▸ **Records**
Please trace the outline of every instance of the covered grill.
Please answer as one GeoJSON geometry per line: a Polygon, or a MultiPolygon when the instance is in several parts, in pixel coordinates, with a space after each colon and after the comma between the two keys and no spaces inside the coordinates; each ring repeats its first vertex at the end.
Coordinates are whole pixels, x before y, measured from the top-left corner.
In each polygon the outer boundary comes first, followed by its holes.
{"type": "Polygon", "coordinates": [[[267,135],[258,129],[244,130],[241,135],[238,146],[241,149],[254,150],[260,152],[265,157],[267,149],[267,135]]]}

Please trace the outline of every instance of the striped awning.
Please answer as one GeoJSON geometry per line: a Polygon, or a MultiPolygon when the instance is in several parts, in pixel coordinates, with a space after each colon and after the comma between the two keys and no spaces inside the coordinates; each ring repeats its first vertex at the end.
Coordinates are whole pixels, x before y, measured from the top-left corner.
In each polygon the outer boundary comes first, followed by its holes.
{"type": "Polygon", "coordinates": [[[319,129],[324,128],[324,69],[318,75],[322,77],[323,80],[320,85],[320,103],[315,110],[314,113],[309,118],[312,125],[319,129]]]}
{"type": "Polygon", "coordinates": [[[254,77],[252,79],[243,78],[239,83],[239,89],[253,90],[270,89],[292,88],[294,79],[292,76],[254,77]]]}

▸ **Problem to work on**
Arrange all of the data above as a numbered list, one line per item, and omit the blank lines.

▸ **Answer**
1. Please trace the outline of every instance of the covered grill.
2. Please answer as one GeoJSON geometry per line: a Polygon, or a MultiPolygon when the instance is in several parts, in pixel coordinates, with a space after each colon and after the comma between the two keys and no spaces inside the coordinates; each ring repeats its first vertex at the end.
3. Coordinates are whole pixels, x before y, measured from the top-left corner.
4. In each polygon the outer boundary comes first, followed by its holes.
5. {"type": "Polygon", "coordinates": [[[267,135],[258,129],[244,130],[241,135],[238,146],[241,149],[254,150],[260,152],[265,157],[267,149],[267,135]]]}
6. Please trace the outline of every instance of the striped awning.
7. Please answer as one GeoJSON geometry per line: a Polygon, or a MultiPolygon when the instance is in several parts, in pixel coordinates, with a space after each colon and after the comma between the two keys and no spaces inside the coordinates; each ring repeats its first vertex at the end.
8. Coordinates are whole pixels, x before y, measured from the top-left corner.
9. In each polygon the outer boundary comes first, followed by its holes.
10. {"type": "Polygon", "coordinates": [[[319,129],[324,128],[324,69],[318,75],[322,77],[323,80],[320,85],[320,103],[315,110],[314,113],[309,118],[312,125],[319,129]]]}
11. {"type": "Polygon", "coordinates": [[[254,77],[252,79],[243,78],[239,83],[239,89],[253,90],[270,89],[292,88],[294,79],[292,76],[254,77]]]}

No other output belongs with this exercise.